TASK:
Locate, in the data below, the line that contains "[point] reddish branch" and the line that contains "[point] snowy background"; reproduce exactly those two lines and every line between them, nothing more.

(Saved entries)
------

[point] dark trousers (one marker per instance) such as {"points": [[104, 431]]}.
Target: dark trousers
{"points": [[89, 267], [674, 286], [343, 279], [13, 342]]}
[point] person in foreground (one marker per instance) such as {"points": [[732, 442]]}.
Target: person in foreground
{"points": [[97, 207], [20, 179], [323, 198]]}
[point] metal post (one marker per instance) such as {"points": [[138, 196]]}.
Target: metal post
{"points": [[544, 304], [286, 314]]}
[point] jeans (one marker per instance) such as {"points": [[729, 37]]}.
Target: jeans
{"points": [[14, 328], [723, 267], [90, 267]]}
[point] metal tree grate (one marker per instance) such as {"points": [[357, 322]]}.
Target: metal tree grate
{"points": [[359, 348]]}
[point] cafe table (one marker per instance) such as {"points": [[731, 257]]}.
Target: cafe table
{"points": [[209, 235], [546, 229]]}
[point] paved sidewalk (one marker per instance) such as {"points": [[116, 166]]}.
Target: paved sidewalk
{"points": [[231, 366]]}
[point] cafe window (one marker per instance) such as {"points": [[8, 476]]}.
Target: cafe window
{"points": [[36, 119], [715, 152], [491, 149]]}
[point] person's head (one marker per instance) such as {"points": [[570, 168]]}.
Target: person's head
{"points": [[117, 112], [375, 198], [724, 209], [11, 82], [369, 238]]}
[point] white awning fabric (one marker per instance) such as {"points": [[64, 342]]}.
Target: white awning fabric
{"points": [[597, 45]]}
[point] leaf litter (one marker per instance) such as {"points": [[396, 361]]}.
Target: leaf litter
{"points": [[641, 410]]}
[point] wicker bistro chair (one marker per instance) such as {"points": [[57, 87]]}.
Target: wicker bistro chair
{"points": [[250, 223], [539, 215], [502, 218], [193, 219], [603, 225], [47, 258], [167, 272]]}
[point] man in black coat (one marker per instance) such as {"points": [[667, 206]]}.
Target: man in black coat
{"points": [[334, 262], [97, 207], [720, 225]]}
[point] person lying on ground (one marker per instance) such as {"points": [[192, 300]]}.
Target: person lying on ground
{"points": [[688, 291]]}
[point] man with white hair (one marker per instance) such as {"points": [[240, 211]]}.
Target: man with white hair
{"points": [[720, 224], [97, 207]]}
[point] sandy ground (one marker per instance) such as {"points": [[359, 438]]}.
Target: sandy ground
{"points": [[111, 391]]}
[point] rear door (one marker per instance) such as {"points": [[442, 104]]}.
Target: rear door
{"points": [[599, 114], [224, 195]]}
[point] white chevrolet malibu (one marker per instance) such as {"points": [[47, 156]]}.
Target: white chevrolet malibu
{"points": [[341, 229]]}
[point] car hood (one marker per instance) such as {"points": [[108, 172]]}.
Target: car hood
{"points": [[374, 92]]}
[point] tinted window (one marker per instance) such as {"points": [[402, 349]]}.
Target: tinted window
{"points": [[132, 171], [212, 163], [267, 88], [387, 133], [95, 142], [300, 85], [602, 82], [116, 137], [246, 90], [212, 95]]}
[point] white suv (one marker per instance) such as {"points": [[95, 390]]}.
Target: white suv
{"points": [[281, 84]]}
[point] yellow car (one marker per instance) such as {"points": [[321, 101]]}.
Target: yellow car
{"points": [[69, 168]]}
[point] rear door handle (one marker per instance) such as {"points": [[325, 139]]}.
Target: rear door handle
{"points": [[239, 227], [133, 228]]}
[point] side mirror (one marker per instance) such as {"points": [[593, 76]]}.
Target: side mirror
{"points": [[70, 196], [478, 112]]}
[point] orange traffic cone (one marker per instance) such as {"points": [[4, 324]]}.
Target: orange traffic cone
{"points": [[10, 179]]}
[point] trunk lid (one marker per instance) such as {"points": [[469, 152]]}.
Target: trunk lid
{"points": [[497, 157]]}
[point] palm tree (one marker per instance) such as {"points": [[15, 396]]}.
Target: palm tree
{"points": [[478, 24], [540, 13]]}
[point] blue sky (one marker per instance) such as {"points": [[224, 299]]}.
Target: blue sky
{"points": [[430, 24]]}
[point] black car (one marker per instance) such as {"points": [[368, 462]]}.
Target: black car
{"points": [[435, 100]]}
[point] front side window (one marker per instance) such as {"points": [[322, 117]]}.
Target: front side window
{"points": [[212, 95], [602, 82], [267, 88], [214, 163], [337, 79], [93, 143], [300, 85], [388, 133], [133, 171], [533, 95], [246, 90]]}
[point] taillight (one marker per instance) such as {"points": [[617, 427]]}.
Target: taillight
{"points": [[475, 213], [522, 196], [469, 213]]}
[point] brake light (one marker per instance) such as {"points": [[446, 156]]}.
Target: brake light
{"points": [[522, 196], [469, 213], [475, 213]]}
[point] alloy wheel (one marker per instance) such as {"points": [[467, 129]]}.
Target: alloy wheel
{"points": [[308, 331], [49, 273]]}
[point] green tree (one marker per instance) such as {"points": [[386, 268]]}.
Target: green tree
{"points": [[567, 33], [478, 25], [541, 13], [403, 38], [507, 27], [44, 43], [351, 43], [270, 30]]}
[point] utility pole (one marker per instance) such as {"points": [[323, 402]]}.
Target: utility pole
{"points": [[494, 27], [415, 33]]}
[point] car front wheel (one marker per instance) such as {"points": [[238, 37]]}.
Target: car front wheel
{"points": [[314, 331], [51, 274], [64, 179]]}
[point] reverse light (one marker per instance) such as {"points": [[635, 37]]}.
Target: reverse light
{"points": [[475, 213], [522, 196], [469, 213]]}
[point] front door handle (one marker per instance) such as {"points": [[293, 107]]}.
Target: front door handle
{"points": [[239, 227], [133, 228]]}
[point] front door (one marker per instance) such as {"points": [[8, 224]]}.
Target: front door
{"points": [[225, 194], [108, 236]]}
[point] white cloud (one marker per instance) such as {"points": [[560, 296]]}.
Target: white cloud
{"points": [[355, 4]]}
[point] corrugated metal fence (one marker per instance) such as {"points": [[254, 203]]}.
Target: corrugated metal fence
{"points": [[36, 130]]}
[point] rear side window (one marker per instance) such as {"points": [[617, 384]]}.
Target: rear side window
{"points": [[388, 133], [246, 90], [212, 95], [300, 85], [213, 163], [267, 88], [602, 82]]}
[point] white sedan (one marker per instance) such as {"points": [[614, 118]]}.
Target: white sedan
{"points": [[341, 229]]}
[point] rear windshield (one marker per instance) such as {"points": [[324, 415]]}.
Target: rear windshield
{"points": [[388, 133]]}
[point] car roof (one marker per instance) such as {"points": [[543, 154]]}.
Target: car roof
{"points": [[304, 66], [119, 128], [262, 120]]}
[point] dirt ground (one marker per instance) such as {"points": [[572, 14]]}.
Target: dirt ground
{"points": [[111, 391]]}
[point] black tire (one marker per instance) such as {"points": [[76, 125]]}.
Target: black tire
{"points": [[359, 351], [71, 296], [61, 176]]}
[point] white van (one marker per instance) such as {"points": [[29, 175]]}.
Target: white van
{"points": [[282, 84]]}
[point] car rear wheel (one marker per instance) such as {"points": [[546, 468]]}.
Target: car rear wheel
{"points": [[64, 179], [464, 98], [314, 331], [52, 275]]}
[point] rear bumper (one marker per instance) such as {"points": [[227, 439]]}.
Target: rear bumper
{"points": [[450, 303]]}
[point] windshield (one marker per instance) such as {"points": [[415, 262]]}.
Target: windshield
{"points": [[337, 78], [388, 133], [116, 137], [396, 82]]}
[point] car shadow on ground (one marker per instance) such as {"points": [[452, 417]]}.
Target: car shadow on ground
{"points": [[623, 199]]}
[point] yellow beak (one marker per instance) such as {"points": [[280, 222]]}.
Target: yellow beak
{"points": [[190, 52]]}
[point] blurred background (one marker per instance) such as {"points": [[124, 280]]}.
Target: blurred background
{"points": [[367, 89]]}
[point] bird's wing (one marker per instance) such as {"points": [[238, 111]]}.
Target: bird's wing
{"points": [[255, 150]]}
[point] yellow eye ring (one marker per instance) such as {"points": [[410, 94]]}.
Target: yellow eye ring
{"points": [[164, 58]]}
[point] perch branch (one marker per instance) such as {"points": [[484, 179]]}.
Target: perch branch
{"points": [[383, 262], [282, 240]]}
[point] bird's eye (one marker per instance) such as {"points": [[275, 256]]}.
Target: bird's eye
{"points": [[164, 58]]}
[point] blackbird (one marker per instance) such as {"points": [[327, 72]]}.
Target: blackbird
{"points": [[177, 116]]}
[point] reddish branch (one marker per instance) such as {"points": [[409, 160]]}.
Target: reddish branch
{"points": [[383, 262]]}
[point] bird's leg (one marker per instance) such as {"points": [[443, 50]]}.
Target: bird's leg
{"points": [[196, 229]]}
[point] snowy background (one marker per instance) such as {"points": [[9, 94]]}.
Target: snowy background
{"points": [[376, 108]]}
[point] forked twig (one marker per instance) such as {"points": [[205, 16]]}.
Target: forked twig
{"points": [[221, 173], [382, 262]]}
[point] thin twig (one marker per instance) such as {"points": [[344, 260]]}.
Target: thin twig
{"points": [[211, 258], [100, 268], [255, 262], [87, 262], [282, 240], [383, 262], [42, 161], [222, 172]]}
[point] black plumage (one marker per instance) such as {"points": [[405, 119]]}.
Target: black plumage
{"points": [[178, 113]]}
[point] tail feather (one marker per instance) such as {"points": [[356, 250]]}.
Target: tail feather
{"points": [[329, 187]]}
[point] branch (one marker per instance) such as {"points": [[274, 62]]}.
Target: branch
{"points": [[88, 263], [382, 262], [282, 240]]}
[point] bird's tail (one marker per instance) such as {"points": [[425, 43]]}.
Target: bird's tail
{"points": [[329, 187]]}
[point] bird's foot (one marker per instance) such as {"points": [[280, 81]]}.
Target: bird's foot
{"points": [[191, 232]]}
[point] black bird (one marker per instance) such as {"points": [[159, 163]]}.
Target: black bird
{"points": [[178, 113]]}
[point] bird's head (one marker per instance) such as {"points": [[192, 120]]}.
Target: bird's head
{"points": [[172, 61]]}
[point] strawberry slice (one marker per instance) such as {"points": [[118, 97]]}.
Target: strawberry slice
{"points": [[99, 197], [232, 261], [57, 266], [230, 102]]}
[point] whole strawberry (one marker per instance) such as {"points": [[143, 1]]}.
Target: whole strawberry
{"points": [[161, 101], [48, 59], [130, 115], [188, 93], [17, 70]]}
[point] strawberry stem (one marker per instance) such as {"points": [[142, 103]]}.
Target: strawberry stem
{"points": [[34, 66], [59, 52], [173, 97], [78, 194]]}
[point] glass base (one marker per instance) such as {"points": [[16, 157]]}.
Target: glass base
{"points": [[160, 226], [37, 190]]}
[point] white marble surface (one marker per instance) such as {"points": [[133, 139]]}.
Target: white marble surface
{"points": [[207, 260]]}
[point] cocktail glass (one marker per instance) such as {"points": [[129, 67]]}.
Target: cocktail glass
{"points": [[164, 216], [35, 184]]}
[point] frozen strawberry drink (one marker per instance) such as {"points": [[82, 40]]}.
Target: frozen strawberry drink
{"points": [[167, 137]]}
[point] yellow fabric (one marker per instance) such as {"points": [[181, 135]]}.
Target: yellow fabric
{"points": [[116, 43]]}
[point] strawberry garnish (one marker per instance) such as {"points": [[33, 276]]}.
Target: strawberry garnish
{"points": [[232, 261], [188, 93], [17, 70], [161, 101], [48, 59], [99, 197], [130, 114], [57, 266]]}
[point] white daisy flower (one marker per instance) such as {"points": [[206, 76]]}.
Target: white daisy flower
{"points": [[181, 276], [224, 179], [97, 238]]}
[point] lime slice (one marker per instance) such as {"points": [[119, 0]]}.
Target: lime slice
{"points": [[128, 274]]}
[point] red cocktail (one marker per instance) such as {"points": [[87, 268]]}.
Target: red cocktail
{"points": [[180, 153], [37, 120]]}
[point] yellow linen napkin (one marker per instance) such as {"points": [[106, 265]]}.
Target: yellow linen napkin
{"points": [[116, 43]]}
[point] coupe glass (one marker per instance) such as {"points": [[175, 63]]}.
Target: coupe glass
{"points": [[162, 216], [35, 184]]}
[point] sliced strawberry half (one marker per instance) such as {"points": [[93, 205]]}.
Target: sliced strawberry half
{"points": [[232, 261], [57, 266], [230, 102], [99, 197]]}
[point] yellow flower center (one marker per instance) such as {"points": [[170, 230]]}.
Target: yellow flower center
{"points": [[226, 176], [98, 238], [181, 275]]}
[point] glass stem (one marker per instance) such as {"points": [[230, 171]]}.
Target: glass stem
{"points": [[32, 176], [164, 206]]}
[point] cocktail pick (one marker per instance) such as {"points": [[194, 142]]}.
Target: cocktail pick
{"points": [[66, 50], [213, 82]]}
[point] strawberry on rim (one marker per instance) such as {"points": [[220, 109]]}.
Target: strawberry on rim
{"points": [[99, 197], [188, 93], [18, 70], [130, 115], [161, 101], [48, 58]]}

------

ANSWER FOR THIS EXERCISE:
[point] reddish branch (one marker per instance) such as {"points": [[409, 160]]}.
Target: reddish branch
{"points": [[383, 262]]}
[point] bird's leg (one marker per instance) such as {"points": [[443, 50]]}.
Target: bird's leg
{"points": [[196, 229]]}
[point] snowy background (one marker per instance) such as {"points": [[9, 94]]}.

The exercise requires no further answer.